START Material for this task

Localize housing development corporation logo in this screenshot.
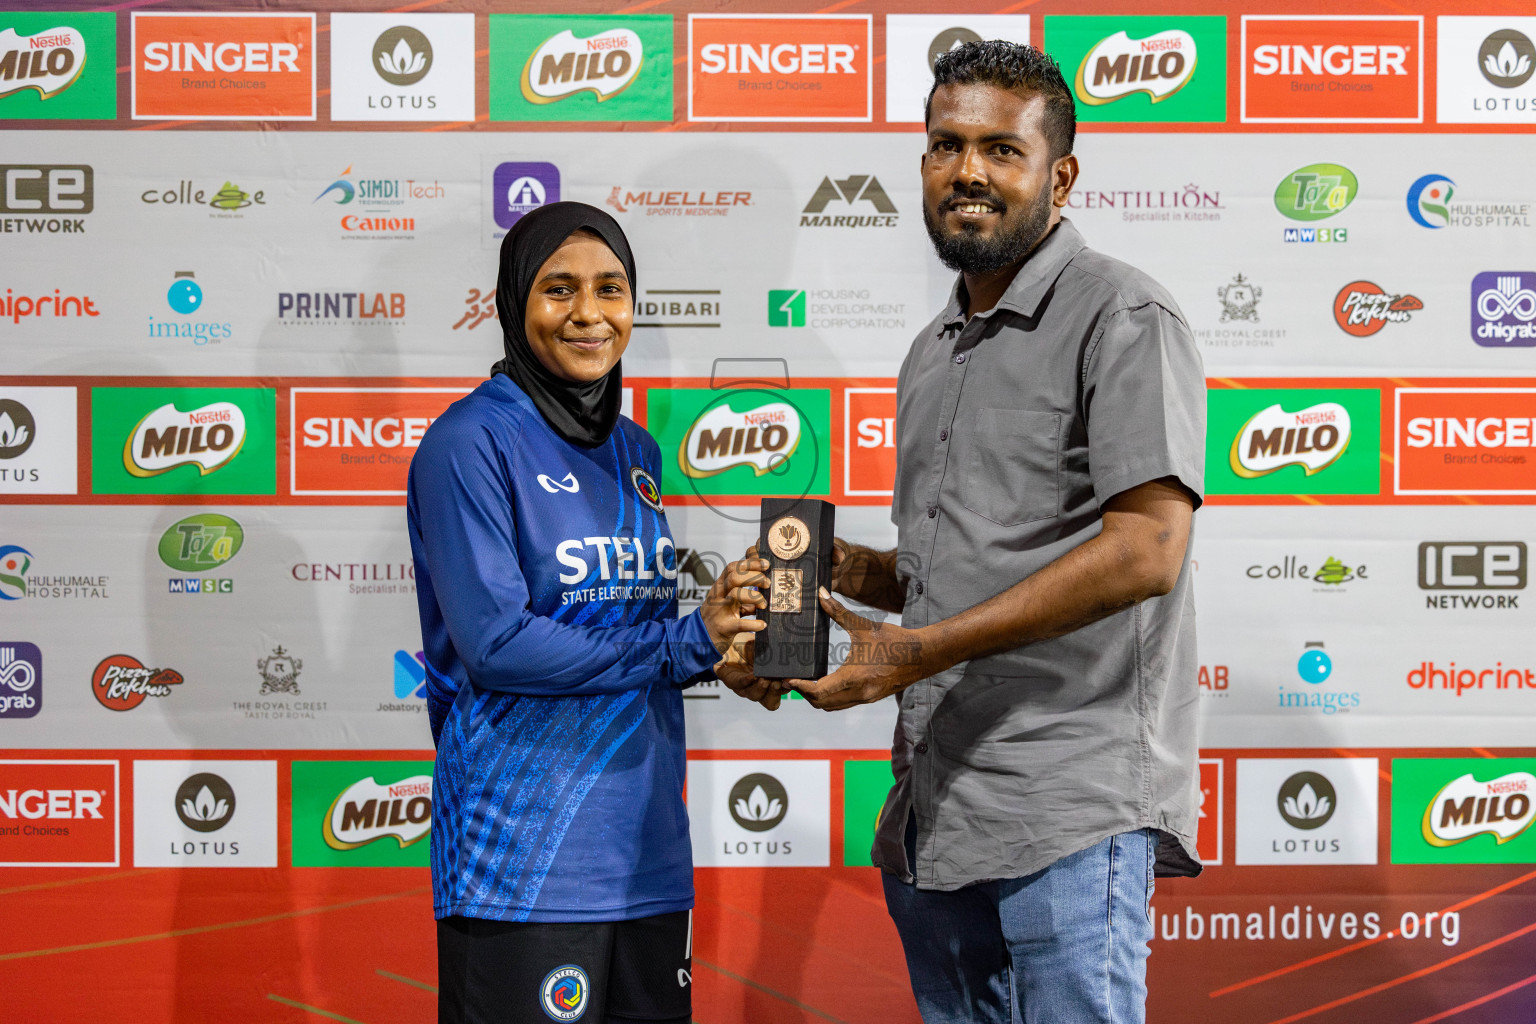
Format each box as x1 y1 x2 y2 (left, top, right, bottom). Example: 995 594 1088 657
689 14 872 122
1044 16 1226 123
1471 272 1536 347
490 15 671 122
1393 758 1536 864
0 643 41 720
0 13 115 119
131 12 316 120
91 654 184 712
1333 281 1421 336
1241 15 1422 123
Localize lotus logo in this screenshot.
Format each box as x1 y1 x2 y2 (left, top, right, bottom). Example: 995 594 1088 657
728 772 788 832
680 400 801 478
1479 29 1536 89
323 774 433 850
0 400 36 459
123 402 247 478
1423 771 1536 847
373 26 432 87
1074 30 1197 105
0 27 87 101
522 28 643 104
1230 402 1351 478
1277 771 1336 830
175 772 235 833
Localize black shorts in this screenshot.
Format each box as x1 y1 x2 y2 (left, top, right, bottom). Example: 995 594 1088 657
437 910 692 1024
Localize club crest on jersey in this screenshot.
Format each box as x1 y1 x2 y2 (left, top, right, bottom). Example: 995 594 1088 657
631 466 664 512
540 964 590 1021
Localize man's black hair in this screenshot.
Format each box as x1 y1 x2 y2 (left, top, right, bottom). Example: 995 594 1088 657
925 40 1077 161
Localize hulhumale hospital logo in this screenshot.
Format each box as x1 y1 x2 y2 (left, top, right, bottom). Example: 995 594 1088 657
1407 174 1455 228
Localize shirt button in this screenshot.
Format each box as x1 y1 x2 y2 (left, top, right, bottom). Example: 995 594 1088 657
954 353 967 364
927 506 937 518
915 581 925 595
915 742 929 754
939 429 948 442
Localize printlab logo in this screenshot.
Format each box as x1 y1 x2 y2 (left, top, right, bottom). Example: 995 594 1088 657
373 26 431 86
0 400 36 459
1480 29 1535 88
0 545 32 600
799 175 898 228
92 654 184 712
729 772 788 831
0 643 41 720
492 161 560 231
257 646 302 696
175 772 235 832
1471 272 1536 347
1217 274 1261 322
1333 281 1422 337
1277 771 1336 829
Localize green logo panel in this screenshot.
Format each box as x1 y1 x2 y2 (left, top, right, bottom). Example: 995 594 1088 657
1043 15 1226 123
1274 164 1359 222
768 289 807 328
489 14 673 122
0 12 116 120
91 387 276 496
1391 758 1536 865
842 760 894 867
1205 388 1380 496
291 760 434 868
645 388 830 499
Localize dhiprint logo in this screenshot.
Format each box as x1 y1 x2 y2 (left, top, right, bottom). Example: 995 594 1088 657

END Material for this task

◆ Work task: Exclude the pictures, then retype every record exactly.

◆ Solution to the problem:
Localize housing development corporation logo in this screenshot.
Format each box as x1 y1 x2 y2 (left, top, right, bottom). Example: 995 594 1088 657
689 14 872 122
1044 16 1226 123
1471 272 1536 347
490 15 671 122
1393 758 1536 864
0 643 41 720
0 13 115 119
131 12 316 120
91 654 184 712
1333 281 1421 336
1241 15 1422 123
Localize lotus logo in this screenshot.
Format each box as x1 y1 x2 y2 (left, top, right, bottom). Example: 995 594 1088 657
728 772 788 832
680 400 801 478
1479 29 1536 89
323 774 433 850
0 400 36 459
123 402 247 478
1423 771 1536 847
373 26 432 87
1074 30 1197 105
0 27 87 101
522 28 643 104
1230 402 1351 478
1277 771 1336 830
175 772 235 833
Localize black shorts in this screenshot.
Format each box as x1 y1 x2 y2 (left, top, right, bottom). Example: 995 594 1088 657
437 910 692 1024
Localize club crest on jersey in this screenshot.
Format each box as x1 y1 x2 y2 (left, top, right, bottom). Example: 995 594 1088 657
631 466 664 512
540 964 590 1021
Localize man's black hair in this screenshot.
Format each box as x1 y1 x2 y2 (left, top, right, bottom). Example: 995 594 1088 657
925 40 1077 161
Localize hulhumale hospital logo in this screenshot.
Format each box as x1 y1 x2 y2 (left, top, right, bottom). Example: 995 594 1088 657
1407 174 1455 228
Localize shirt button in this screenshot.
Format each box as x1 y1 x2 y2 (left, top, right, bottom). Example: 995 594 1088 657
954 353 967 364
927 506 937 518
915 581 925 595
915 742 929 754
939 429 948 442
Localize printlab logo in this screenshot.
Format each box as x1 y1 x2 y2 (left, top, right, bottom). Example: 995 594 1088 657
373 26 431 86
0 400 36 459
1480 29 1535 88
0 545 32 600
799 175 898 228
92 654 184 712
729 772 788 831
0 643 41 720
492 161 560 231
257 646 302 696
175 772 235 832
1471 272 1536 347
1217 274 1261 322
1333 281 1422 337
1277 771 1336 829
Localize green logo panel in this screenshot.
Format each box as x1 y1 x2 y2 (left, top, right, bottom). Example: 995 594 1088 657
1043 15 1226 123
1274 164 1359 222
768 289 807 328
489 14 673 122
0 12 116 120
91 387 276 496
1391 758 1536 865
842 760 894 867
1205 388 1380 496
291 760 434 868
645 388 830 499
Localize dhiprint logo in this screenshot.
Format each box as x1 y1 x2 y2 (left, top, right, bottom). Example: 995 594 1088 657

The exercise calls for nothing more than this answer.